[Provided data — start]

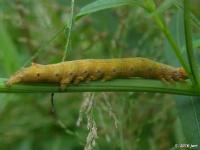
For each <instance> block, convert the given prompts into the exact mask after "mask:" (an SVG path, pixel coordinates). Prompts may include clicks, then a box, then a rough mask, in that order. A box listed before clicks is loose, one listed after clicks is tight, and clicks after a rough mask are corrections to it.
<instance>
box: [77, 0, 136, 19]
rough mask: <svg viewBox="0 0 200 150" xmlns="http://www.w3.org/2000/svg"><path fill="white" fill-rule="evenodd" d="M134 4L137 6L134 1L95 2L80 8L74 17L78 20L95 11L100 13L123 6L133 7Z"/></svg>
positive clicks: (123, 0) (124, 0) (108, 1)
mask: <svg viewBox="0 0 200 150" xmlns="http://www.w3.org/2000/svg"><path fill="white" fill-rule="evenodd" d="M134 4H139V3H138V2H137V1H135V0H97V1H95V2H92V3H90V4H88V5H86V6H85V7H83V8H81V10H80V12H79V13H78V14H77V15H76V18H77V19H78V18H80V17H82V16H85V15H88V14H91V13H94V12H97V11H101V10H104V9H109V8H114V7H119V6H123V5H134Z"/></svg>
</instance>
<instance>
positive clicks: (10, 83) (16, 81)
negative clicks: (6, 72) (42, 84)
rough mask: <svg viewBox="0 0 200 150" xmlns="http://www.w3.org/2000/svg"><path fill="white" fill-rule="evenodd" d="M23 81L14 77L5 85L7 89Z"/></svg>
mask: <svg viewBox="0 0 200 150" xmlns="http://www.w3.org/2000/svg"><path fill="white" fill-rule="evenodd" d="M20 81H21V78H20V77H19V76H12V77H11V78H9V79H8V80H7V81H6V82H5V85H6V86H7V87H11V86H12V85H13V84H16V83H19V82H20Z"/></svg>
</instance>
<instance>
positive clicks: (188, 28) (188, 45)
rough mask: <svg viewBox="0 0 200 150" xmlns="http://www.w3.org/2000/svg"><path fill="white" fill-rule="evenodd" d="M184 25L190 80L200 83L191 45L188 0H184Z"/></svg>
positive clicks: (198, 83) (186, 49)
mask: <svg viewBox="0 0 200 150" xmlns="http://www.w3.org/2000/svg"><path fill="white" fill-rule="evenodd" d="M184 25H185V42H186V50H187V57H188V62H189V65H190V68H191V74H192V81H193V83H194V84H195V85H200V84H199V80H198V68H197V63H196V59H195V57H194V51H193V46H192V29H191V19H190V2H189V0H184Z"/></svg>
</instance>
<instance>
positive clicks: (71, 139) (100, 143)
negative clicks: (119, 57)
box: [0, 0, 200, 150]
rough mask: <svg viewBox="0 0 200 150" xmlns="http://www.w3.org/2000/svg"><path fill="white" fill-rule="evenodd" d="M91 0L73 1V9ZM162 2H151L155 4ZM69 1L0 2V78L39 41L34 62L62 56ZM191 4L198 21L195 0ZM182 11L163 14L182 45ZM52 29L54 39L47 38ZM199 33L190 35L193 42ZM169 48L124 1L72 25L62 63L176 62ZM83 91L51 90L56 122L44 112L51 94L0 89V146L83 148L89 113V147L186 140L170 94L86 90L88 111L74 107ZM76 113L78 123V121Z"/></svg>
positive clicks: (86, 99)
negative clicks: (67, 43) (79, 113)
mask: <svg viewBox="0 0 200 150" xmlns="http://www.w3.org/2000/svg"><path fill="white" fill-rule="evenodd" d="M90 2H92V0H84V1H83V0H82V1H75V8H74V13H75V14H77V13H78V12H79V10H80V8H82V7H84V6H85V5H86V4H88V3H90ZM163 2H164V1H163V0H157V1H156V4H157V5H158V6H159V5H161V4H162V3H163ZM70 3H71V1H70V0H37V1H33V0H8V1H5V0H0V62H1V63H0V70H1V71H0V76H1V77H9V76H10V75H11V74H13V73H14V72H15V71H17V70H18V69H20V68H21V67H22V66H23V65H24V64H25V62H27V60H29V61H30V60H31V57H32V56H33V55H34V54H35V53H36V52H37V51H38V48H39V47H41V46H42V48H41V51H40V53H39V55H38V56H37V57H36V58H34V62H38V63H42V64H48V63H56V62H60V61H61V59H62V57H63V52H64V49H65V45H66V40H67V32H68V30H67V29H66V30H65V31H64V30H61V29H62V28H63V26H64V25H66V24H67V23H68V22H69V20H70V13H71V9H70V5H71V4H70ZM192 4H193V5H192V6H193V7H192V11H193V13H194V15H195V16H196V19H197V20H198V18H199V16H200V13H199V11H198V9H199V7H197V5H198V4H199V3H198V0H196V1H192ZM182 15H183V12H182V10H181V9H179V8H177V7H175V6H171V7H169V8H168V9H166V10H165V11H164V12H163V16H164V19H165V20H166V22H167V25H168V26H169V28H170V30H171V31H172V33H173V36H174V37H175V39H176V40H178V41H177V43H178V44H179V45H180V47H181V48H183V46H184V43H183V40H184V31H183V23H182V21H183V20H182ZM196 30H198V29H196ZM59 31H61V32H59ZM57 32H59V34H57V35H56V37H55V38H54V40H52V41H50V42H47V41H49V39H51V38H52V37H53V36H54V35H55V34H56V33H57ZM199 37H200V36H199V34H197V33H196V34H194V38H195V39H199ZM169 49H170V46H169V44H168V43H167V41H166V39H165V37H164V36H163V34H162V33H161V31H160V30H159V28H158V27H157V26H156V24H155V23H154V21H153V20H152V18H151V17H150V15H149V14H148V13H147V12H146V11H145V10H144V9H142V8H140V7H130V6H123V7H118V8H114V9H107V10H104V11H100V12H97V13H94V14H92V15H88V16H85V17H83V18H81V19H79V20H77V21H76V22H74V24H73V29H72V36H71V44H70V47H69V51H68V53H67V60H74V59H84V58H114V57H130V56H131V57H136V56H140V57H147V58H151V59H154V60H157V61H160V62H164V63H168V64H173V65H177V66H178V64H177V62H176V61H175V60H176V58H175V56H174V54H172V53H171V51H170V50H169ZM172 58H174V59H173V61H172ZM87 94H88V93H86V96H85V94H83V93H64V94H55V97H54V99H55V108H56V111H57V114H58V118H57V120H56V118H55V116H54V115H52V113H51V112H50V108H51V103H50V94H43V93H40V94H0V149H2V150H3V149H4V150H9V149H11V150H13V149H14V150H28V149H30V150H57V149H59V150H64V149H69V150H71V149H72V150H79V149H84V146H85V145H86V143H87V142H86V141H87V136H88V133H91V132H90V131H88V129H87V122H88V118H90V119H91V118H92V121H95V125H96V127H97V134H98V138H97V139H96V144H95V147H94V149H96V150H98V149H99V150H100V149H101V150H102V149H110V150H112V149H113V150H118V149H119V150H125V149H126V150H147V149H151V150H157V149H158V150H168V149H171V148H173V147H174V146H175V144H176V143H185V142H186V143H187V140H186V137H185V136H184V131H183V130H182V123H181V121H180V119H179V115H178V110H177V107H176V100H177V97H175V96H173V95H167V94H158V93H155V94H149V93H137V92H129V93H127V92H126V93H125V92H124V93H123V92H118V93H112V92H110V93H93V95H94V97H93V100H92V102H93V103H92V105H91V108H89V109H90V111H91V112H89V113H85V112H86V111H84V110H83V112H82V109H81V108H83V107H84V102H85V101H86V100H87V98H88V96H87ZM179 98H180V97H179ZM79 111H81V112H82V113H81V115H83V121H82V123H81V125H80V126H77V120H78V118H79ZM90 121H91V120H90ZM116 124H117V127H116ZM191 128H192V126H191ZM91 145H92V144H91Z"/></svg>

[Provided data — finish]
[Provided data — start]

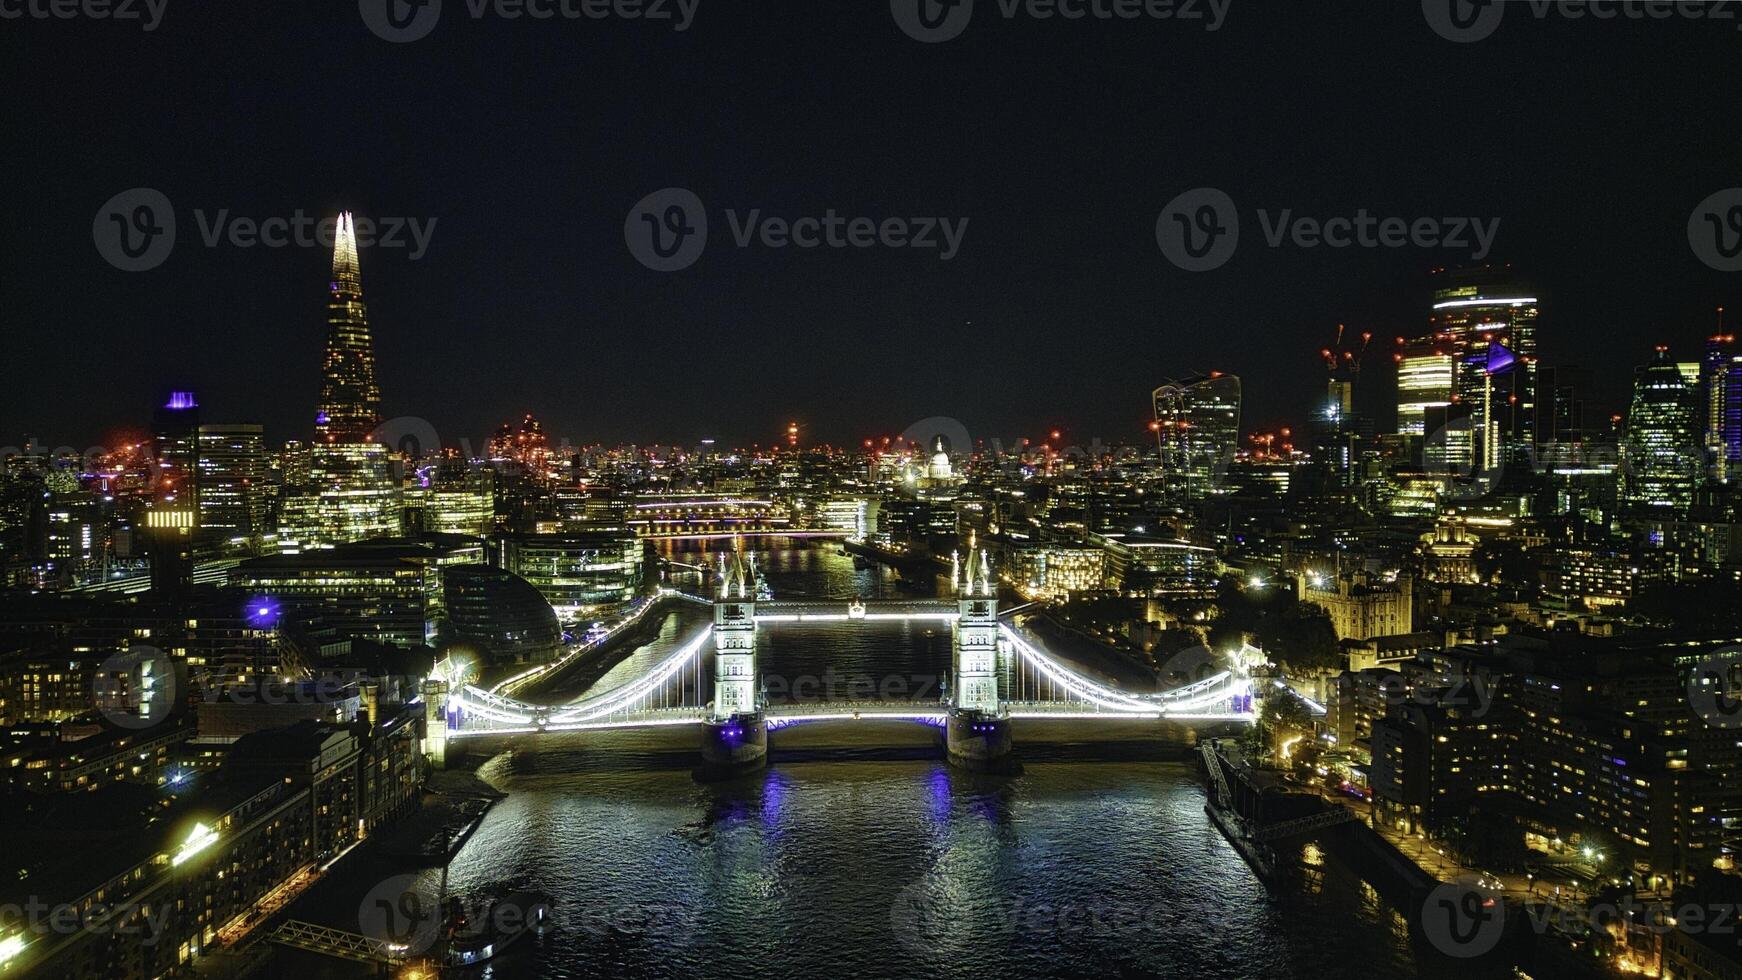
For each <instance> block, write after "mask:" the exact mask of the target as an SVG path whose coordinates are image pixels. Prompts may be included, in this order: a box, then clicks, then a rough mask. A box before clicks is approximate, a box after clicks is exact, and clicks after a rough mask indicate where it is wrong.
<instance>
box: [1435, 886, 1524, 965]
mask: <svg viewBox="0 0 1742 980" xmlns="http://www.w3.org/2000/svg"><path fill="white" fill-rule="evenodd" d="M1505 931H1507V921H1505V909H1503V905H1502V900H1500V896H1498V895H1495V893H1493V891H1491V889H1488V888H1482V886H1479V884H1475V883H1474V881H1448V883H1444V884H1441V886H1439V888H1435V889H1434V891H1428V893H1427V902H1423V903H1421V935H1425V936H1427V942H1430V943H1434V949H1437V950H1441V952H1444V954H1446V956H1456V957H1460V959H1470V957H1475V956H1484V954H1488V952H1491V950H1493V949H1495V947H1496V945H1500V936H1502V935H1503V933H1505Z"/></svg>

[Provided data — finish]

*Task prompt*. Set down, from the entries above, exactly the lines from the one with "81L14 77L5 85L7" up to and including the one with "25L190 80L200 83L191", and no other lines.

*Answer to the problem*.
rough mask: <svg viewBox="0 0 200 150" xmlns="http://www.w3.org/2000/svg"><path fill="white" fill-rule="evenodd" d="M23 81L14 77L5 85L7 89Z"/></svg>
mask: <svg viewBox="0 0 200 150" xmlns="http://www.w3.org/2000/svg"><path fill="white" fill-rule="evenodd" d="M20 81H21V78H20V77H19V76H12V77H11V78H9V79H8V80H7V81H6V82H5V85H6V86H7V87H11V86H12V85H13V84H16V83H19V82H20Z"/></svg>
</instance>
<instance>
positive clicks: (188, 28) (188, 45)
rough mask: <svg viewBox="0 0 200 150" xmlns="http://www.w3.org/2000/svg"><path fill="white" fill-rule="evenodd" d="M184 25L190 80L200 83L191 45L188 0H184Z"/></svg>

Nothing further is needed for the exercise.